- [Working data]
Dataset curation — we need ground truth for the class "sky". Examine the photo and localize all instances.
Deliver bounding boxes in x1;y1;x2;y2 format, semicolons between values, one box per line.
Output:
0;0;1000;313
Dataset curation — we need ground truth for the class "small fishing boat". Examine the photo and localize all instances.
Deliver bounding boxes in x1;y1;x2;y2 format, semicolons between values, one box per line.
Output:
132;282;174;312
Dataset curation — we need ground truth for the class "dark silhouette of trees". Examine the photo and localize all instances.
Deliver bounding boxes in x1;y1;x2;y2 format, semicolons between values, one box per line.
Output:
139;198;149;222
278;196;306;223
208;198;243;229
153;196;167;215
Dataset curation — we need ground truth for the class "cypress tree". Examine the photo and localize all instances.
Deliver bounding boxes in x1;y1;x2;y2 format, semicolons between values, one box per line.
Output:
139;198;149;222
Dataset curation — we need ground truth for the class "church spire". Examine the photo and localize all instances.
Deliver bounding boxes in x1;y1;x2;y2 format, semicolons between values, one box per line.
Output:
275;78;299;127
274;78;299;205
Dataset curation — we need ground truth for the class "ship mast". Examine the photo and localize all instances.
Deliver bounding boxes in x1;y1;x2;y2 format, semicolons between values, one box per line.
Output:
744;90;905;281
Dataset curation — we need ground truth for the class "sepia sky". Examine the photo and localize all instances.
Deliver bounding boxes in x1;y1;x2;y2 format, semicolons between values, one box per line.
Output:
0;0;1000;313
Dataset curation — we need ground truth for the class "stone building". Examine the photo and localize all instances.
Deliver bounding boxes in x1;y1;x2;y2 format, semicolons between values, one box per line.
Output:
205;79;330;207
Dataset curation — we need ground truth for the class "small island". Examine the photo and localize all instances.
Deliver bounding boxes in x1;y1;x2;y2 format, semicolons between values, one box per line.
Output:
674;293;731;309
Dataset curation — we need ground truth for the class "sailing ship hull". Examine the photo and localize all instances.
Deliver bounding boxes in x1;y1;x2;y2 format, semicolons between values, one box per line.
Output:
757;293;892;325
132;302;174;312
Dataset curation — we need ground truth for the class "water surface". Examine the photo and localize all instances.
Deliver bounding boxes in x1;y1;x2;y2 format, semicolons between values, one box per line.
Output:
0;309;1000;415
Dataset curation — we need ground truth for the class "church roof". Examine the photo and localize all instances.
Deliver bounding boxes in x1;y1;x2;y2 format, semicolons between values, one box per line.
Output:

- [Stated goal] Locate each line in the items above that contains the word "church" and copy those lines.

- [Final answer]
Dataset curation — we need ground truth for the class "church spire". Examine the photo and localize all instances.
Dataset curation — we need ground truth for the class "church roof". Examine the photo and localize all instances.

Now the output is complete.